══ Fonte

Il realismo socialista è un movimento artistico e culturale nato nell'Unione Sovietica nel 1934 e poi allargatosi a tutti i paesi socialisti del centro ed est Europa. La funzione principale era quella di avvicinare l'espressione artistica alla cultura delle classi proletarie e celebrare il progresso socialista.

La prima formulazione ufficiale si ebbe al Congresso degli Scrittori e degli Artisti Sovietici a Mosca nel 1934, ad opera di Maksim Gor'kij. Questi dichiarò che l'opera d'arte dovesse avere forma realista e contenuto socialista, in accordo con la dottrina marxista-leninista. Fra i primi teorici del realismo socialista (anche detto social-realismo) si possono annoverare Anatolij Lunačarskij e Aleksandr Voronskij. In seguito alle considerazioni di Andrej Ždanov e alla formulazione della sua dottrina, il social-realismo è stato esteso a tutte le discipline artistiche.

════

*Compito da svolgere*:
Rispondi a queste domande sul testo relativo al realismo socialista:
(a) In quale paese e in che anno nacque il movimento?
(b) Chi ne diede la prima formulazione ufficiale, e in quale occasione?
(c) A quali discipline fu esteso il social-realismo dopo la dottrina di Andrej Ždanov?

══ Righe

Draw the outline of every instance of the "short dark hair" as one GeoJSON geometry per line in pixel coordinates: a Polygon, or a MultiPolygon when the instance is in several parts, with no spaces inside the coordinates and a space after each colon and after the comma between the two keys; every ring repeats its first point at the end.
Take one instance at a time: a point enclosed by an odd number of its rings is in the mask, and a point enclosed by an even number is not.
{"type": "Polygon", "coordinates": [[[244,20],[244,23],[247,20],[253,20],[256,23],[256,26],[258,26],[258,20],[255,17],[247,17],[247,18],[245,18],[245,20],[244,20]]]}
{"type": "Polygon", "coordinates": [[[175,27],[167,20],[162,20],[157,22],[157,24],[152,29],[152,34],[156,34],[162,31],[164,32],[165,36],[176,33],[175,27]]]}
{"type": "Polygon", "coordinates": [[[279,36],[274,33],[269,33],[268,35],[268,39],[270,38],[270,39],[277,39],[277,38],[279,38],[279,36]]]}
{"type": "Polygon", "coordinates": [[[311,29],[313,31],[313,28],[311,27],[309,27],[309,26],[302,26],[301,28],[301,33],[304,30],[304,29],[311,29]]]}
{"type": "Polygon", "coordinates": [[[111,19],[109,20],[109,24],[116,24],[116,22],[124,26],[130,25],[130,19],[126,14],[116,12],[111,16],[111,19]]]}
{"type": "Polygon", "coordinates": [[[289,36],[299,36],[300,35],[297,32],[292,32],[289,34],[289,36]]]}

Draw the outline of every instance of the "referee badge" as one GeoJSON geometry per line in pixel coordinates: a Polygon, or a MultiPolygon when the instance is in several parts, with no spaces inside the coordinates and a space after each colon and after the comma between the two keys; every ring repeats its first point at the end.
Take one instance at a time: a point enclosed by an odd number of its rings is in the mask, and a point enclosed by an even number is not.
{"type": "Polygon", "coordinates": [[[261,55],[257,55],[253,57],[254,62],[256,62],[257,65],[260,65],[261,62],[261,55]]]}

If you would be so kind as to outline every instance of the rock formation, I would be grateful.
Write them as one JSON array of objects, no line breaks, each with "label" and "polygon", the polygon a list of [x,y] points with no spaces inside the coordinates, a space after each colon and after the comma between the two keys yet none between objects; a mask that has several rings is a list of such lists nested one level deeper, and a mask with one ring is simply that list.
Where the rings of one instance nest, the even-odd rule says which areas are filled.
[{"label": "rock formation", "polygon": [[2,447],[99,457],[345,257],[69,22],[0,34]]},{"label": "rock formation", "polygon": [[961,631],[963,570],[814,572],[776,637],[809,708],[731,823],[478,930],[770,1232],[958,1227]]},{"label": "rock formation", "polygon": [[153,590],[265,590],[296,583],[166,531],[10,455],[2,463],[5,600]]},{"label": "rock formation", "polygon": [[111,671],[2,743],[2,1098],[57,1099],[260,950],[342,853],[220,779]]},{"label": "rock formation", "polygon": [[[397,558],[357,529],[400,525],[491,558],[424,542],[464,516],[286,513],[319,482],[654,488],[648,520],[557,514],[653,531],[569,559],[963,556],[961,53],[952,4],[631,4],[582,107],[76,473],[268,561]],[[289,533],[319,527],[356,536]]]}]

════

*Risposta completa*:
(a) Nell'Unione Sovietica, nel 1934.
(b) Maksim Gor'kij, al Congresso degli Scrittori e degli Artisti Sovietici a Mosca nel 1934.
(c) A tutte le discipline artistiche.